— Start of SELECTED PASSAGE —

From Sabbath to Sunday

Constantine's affection for sun worship led him to formalize a change in the weekly day of rest for Christianity. "In 321 Constantine introduced Sunday as a weekly day of rest for the society which he had Christianized as part of his religious policy, and on it no work was done . . . The rest from work on the Christian Sunday was derived from the Jewish sabbath commandment, with which Sunday intrinsically had no connection . . . So the present-day Sunday ultimately arises out of the Christian Lord's Day or day of resurrection through the state legislation of late antiquity" (Brox, p. 105).

For a time some in what was now a largely transformed Christianity retained the Sabbath and other festivals kept by Jesus and the apostles. This was not to last. Says Robin Fox, lecturer in ancient history at Oxford University, "In the 430s, the Christian Council of Laodicea ruled in detail against Christian observance of the Jewish Sabbath, their acceptance of unleavened bread from Jews and their keeping of Jewish festivals" (Pagans and Christians, Knopf, New York, 1987, p. 482).

— End of SELECTED PASSAGE —
— Start of GIVEN DATA —

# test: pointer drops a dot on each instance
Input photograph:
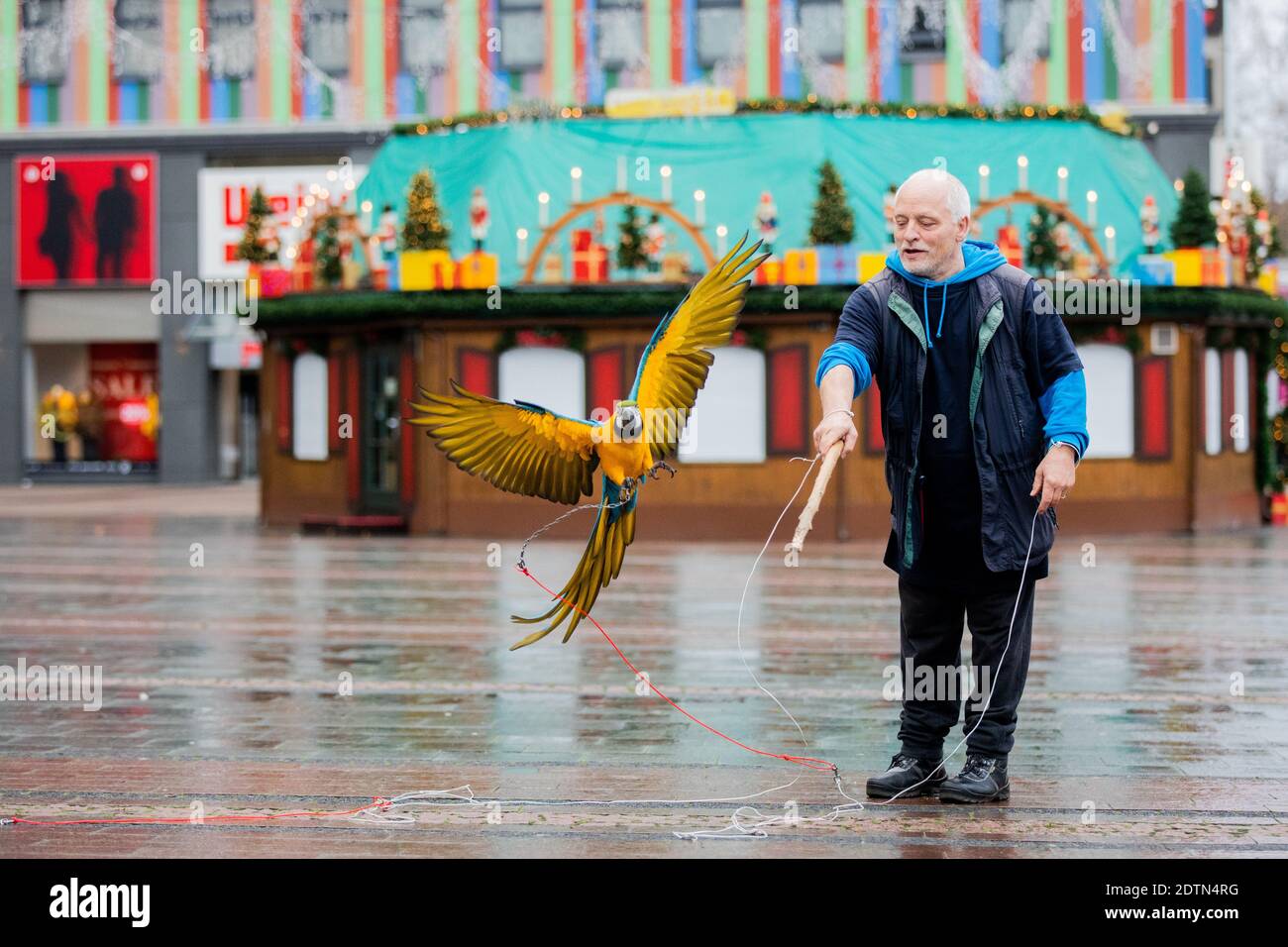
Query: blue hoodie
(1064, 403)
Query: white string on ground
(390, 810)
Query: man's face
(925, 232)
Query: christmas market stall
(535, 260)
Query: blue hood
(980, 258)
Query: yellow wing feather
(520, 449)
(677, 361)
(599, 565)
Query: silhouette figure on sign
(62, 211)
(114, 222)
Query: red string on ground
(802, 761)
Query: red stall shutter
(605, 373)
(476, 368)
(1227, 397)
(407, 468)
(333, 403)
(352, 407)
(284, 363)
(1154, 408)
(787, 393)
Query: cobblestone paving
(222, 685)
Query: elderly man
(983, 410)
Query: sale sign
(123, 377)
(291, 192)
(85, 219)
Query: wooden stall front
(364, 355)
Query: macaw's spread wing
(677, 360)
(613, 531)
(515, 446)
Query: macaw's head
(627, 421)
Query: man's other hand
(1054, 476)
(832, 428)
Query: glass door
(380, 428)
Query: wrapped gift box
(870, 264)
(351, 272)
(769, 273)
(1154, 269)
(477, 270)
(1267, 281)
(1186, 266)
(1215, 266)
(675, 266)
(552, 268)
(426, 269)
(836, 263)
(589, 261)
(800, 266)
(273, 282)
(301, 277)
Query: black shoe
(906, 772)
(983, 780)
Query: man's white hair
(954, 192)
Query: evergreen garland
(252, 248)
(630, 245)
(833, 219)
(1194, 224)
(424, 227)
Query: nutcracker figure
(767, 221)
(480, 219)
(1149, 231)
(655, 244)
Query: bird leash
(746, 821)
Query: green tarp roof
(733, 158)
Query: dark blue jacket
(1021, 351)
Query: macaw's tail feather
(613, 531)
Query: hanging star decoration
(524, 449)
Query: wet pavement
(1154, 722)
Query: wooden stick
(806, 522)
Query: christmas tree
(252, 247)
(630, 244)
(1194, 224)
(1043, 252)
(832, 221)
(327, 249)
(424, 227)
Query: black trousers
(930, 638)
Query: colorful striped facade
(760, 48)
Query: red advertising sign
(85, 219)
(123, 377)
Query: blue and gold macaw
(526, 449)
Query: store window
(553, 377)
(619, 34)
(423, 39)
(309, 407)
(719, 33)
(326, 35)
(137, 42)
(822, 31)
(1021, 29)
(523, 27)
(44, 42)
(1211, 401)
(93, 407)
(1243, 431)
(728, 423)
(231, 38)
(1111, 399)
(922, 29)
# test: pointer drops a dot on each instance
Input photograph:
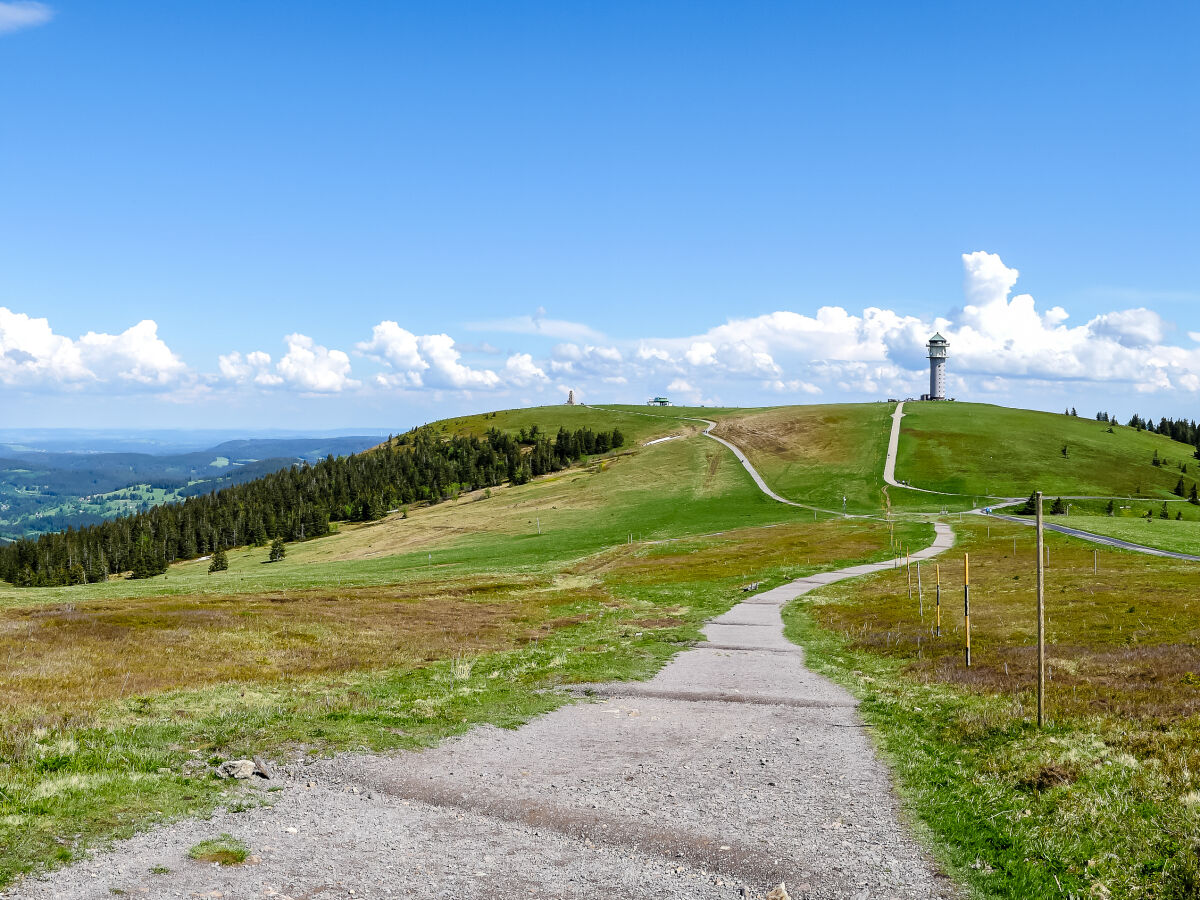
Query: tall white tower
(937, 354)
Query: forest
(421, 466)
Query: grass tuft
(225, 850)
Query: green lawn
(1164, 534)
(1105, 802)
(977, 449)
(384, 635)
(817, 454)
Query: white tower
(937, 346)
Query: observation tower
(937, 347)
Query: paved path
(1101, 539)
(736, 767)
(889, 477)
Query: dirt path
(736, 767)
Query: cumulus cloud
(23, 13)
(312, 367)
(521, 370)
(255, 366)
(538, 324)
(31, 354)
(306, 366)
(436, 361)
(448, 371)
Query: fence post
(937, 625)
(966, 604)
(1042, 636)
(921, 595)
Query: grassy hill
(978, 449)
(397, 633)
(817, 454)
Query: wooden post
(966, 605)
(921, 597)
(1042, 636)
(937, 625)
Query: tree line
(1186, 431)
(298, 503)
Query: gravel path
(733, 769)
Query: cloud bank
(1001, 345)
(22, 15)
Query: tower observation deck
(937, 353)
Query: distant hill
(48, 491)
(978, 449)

— End of GIVEN DATA —
— Start of GIVEN DATA —

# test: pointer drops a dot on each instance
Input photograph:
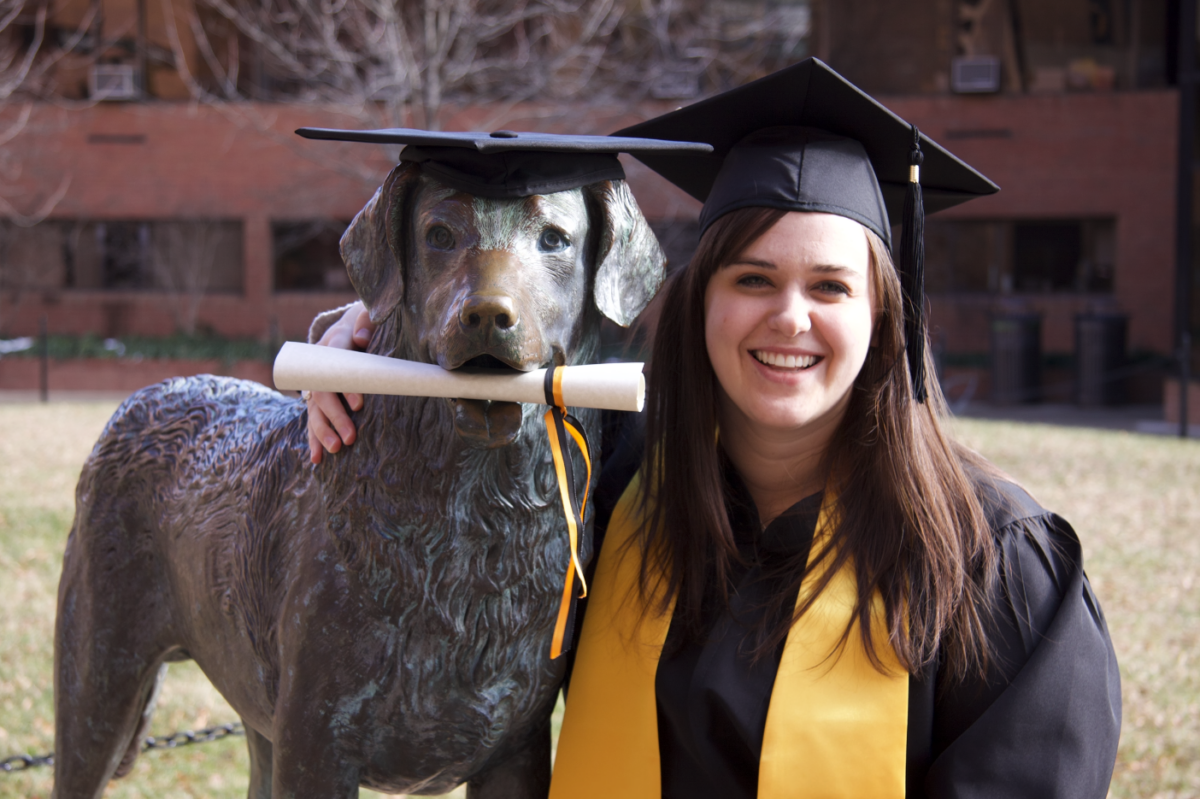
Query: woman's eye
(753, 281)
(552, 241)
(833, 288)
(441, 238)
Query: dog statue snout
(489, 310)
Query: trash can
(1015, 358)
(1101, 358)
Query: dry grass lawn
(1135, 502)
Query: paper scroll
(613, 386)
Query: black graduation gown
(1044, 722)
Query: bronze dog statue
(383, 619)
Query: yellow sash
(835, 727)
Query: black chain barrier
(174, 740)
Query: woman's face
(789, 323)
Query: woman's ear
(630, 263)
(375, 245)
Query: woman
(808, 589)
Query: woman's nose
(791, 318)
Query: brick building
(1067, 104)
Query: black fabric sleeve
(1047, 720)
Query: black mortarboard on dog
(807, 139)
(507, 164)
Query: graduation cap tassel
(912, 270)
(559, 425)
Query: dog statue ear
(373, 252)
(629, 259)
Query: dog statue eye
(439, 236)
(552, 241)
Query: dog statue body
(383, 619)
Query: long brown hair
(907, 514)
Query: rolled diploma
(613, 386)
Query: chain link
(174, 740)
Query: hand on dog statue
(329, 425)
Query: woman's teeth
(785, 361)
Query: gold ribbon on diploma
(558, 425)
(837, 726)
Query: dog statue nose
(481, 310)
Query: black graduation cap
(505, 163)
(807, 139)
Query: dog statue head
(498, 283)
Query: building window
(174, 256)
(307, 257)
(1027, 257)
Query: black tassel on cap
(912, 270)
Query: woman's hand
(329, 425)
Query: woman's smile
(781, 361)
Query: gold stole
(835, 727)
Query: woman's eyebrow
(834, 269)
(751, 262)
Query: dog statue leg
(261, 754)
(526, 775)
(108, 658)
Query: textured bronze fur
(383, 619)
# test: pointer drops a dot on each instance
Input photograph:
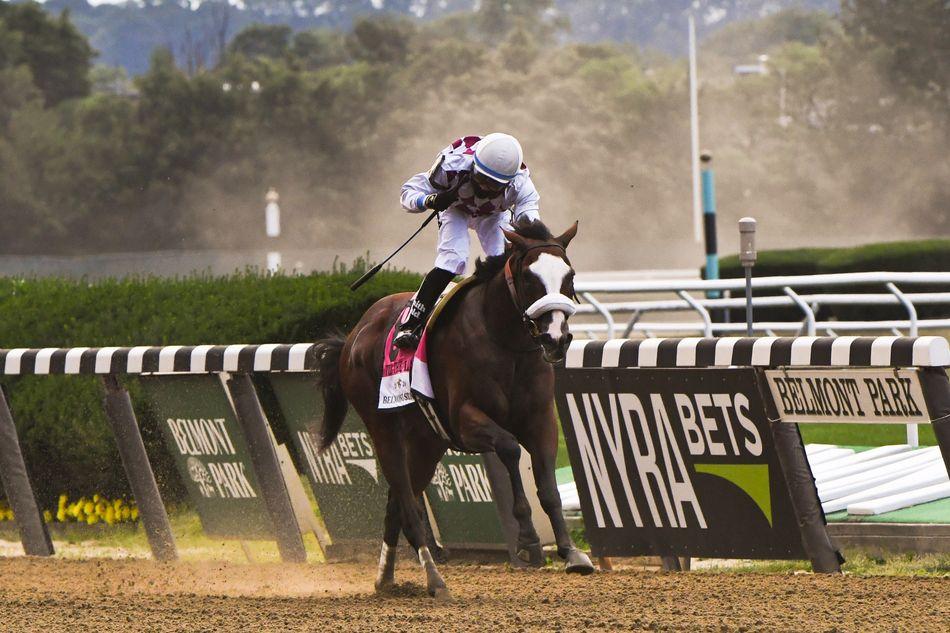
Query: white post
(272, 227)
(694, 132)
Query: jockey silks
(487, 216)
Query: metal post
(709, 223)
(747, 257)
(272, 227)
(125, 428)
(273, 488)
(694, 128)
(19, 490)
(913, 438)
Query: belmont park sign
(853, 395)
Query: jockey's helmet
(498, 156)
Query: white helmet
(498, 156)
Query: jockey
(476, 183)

— End of GIVEN DATA —

- **TASK GOAL**: Pick up the passage on the shift from Sabbath to Sunday after its last sentence and carry it on.

- **RESPONSE TO THE TASK**:
Transformed by paganism

While the practices of the apostles were being banned, traditions from other religions were being incorporated and relabeled as Christian. "Subtly, so subtly that the bishops themselves had not seen them, the old gods had entered their churches like the air of the Mediterranean. And they live still in Christian ritual, in the iconography and the festivals of Christianity . . . The ancient sign of life, the ankh, which the gods had carried in their sculptures for thousands of years, was easily transformed into the Christian cross; the figure of Isis nursing her child Horus, Isis Lactans, became the figure of the Virgin with Jesus at her breast . . .

"At Rome, Romulus and Remus were swapped for the biblical saints Peter and Paul. And still in the fifth century, the Pope had to stop the early morning congregation of St Peter's from walking up the church steps backwards so as not to offend Sol, the rising sun god. Similarly, 25 December, now Christ's birthday, was also the day of Sol Invictus' festival . . . celebrated by cutting green branches and hanging little lights on them, and presents were given out in the god's name. Sol's weekly festival Sol-day-Sunday-became the Christian Sabbath . . ." (John Romer, Testament: The Bible and History, Henry Holt and Co., New York, 1988, pp. 230-231).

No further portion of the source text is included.